Data for this exercise =
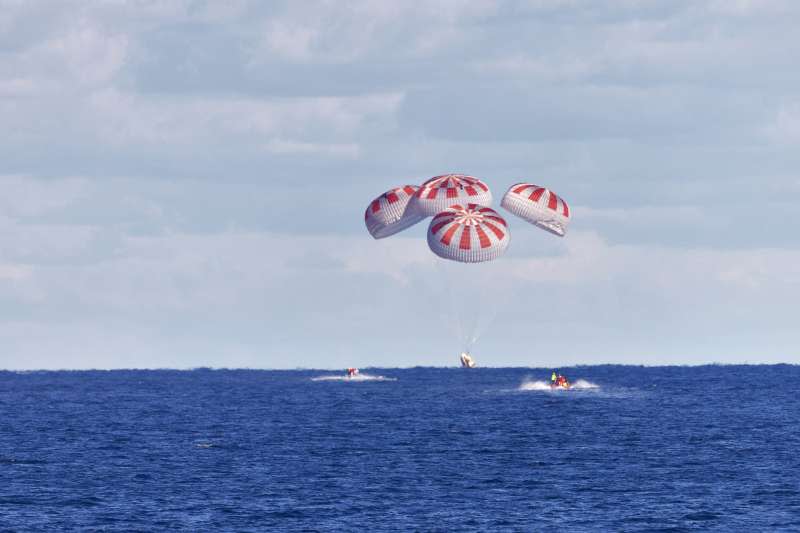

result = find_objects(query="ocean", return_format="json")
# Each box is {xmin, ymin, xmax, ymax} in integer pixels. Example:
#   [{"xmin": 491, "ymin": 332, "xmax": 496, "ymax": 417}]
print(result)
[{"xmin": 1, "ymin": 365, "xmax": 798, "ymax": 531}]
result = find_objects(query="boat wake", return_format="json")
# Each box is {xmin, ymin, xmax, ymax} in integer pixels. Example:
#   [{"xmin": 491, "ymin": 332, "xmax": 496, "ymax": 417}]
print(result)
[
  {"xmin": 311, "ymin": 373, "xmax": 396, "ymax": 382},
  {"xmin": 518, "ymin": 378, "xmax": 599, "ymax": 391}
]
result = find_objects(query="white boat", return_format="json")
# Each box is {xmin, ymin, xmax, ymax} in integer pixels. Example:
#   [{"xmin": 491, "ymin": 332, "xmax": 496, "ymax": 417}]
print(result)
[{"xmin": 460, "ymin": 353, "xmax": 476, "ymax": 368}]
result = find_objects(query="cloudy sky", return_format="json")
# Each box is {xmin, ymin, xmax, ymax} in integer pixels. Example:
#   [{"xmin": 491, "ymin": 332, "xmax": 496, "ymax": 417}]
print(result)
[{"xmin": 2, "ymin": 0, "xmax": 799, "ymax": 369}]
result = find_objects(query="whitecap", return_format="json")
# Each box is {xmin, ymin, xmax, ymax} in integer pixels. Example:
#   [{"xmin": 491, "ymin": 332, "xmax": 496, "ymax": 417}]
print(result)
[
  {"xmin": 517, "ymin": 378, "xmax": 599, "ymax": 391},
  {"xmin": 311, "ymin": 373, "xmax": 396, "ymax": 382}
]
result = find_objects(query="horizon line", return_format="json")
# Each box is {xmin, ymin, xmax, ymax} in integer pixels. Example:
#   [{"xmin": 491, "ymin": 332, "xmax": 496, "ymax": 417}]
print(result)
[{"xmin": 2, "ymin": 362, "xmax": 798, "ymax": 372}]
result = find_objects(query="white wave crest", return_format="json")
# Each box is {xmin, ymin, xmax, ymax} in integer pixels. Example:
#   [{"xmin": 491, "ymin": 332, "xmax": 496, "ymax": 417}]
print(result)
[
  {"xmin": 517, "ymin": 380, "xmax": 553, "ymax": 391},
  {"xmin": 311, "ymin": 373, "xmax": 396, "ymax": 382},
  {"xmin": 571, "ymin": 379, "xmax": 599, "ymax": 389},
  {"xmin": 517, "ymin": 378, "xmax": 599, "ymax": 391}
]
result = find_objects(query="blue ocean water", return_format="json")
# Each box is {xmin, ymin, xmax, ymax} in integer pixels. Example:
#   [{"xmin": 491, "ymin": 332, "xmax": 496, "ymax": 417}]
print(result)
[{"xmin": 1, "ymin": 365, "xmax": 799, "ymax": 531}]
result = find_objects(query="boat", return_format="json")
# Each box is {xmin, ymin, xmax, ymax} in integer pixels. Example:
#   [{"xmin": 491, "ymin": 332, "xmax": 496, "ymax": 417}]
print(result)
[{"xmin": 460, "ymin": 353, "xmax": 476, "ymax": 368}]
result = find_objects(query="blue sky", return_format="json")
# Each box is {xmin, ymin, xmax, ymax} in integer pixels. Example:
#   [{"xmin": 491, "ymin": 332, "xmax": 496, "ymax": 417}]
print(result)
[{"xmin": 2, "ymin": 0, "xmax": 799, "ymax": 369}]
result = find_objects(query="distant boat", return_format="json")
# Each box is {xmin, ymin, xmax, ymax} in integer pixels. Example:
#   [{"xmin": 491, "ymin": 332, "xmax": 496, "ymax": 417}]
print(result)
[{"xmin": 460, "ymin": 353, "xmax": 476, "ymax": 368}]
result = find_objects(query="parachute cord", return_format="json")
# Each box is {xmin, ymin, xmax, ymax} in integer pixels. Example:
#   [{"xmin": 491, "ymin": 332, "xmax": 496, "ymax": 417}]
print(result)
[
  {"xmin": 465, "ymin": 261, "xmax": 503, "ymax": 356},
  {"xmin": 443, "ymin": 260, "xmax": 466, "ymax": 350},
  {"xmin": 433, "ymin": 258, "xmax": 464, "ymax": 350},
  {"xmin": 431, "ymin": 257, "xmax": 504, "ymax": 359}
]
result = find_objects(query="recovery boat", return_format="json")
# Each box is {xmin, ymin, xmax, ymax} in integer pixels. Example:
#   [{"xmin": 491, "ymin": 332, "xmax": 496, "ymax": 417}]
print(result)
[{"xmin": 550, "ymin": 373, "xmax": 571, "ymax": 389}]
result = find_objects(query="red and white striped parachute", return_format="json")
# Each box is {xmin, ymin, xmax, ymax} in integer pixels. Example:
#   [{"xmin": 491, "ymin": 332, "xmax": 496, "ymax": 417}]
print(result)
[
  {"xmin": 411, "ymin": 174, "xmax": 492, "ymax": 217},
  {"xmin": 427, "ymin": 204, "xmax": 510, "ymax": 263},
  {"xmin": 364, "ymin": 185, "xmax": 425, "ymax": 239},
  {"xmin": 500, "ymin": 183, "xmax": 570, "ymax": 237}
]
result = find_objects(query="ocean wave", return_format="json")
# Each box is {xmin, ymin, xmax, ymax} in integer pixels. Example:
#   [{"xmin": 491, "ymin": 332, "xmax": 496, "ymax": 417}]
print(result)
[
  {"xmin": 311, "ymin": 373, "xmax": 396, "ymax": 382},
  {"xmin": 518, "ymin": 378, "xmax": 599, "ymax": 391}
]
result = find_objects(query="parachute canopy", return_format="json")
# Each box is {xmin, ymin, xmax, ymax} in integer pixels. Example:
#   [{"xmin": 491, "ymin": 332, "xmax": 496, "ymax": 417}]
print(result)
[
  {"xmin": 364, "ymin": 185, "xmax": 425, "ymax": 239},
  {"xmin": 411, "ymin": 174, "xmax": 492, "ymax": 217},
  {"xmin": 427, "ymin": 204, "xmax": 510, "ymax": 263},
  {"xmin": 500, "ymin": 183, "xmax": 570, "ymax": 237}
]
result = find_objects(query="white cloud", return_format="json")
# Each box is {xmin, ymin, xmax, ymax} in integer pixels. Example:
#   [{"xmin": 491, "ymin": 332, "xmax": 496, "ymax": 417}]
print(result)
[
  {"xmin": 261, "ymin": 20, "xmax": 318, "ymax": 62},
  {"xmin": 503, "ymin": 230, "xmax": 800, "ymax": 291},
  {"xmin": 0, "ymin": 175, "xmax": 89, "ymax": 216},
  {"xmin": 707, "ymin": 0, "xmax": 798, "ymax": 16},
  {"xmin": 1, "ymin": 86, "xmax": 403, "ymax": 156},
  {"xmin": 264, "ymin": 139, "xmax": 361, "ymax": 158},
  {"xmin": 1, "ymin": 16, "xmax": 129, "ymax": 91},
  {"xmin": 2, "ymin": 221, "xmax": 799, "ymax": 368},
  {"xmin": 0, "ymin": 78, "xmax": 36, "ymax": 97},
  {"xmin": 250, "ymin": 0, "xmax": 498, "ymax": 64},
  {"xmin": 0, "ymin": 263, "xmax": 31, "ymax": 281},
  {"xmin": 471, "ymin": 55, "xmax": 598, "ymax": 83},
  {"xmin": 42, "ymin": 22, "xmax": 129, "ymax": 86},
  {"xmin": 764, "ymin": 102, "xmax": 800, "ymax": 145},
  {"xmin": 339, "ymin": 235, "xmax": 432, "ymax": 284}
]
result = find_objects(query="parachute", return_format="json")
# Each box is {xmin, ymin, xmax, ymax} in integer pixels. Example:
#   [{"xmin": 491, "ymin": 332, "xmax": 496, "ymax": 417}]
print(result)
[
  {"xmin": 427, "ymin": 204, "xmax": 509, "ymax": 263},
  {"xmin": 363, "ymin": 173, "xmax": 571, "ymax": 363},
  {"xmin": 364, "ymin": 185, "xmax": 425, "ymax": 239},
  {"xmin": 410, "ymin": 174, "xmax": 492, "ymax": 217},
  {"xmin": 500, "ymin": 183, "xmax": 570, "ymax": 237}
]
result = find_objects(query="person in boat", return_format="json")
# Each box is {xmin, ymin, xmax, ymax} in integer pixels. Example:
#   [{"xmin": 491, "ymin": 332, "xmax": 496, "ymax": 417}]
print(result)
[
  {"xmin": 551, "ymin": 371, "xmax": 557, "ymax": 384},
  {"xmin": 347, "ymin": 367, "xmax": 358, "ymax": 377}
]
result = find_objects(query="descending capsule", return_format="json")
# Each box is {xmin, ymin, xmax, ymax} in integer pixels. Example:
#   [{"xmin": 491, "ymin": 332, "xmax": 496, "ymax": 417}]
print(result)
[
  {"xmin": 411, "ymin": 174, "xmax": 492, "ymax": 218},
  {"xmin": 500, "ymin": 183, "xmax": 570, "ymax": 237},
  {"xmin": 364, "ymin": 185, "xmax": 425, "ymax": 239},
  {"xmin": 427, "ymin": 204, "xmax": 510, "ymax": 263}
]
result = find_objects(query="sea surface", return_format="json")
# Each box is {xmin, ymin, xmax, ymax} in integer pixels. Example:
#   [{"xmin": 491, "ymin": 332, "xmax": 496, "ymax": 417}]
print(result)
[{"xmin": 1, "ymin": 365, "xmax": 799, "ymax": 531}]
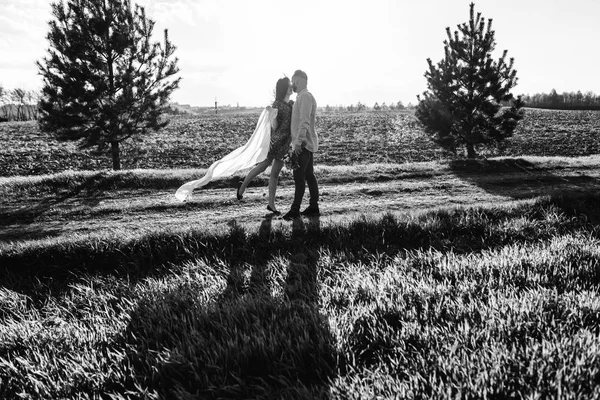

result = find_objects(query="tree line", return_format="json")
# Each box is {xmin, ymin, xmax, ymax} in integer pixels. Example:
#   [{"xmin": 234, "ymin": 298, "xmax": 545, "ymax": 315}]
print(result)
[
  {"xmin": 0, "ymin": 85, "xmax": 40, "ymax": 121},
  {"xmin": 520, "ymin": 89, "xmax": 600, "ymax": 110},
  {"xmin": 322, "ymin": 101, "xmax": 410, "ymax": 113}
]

* * *

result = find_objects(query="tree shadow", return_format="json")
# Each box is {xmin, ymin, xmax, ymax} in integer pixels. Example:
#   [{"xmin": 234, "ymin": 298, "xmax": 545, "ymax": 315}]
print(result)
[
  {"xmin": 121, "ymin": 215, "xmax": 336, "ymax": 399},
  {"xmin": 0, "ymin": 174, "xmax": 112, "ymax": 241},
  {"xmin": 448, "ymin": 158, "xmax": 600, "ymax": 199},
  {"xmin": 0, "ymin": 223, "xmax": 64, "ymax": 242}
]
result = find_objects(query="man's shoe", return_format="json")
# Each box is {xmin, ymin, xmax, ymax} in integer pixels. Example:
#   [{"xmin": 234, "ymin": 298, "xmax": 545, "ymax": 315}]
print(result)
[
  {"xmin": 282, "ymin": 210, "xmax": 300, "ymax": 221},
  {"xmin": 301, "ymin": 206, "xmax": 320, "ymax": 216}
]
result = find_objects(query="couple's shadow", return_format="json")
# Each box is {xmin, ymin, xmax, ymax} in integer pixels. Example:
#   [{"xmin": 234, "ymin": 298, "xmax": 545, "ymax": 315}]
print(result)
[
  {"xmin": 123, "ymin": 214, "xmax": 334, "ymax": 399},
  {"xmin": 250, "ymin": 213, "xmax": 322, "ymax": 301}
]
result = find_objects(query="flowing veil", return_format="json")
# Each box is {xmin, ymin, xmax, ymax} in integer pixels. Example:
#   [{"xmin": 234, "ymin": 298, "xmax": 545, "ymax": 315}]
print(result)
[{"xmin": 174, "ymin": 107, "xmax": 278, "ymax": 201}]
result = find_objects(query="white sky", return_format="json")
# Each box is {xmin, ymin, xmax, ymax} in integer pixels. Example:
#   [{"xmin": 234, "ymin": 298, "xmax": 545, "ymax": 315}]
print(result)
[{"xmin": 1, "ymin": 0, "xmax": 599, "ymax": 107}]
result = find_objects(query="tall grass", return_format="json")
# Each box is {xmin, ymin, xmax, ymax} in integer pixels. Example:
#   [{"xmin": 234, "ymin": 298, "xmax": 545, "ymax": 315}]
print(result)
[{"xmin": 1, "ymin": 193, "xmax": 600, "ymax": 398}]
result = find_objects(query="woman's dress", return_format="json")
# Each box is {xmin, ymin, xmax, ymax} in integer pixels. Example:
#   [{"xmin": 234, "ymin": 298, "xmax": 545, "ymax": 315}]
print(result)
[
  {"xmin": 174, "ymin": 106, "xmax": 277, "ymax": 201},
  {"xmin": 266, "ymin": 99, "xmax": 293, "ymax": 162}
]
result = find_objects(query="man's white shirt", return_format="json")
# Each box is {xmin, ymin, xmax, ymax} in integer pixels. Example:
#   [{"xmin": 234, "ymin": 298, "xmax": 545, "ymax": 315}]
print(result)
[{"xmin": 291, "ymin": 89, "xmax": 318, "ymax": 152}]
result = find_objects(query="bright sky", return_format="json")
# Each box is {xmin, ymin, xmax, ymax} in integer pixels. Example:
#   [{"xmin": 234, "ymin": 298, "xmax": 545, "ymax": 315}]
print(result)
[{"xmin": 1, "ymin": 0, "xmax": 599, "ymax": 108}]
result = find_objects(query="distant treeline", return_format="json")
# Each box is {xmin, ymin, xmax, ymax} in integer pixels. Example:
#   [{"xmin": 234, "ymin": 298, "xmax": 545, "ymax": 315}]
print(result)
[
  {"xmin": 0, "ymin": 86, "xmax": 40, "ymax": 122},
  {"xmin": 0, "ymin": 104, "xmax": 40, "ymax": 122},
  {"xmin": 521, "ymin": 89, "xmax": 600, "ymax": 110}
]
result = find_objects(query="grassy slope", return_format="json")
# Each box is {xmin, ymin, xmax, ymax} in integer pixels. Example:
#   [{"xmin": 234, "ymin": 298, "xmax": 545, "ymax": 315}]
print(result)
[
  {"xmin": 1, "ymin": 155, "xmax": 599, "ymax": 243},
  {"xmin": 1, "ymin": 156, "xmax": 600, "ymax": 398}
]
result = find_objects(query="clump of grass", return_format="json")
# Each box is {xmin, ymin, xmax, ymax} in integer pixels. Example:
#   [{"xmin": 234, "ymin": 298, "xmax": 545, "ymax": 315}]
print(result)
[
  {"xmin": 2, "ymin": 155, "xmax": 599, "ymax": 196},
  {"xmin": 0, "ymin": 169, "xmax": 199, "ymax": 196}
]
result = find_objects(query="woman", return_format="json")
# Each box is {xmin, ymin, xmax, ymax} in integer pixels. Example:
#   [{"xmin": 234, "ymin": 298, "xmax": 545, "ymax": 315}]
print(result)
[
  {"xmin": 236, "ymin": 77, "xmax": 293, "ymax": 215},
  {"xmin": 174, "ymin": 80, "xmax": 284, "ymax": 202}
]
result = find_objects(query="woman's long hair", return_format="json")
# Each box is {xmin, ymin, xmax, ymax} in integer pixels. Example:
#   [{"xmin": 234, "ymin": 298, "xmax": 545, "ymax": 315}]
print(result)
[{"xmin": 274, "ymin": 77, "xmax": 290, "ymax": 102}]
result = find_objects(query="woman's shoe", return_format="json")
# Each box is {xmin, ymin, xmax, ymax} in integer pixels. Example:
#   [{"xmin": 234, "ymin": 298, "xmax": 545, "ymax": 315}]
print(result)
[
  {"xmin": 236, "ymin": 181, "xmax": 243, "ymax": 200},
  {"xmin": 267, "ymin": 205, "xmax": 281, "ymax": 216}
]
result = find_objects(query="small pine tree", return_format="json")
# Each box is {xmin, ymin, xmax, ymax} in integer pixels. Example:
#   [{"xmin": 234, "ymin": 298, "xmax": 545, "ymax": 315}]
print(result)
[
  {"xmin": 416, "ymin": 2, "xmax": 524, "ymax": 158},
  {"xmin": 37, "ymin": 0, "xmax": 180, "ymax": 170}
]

Exercise description =
Read through the lines above and collect those that contain the string "boat".

Answer box =
result = find_objects(query="boat wake", return_format="json")
result = find_objects(query="white boat", return_format="json")
result = find_objects(query="boat", return_format="json")
result = find_objects(query="distant boat", return_format="json")
result = find_objects(query="recovery boat", return_format="json")
result = find_objects(query="person in boat", return_format="json")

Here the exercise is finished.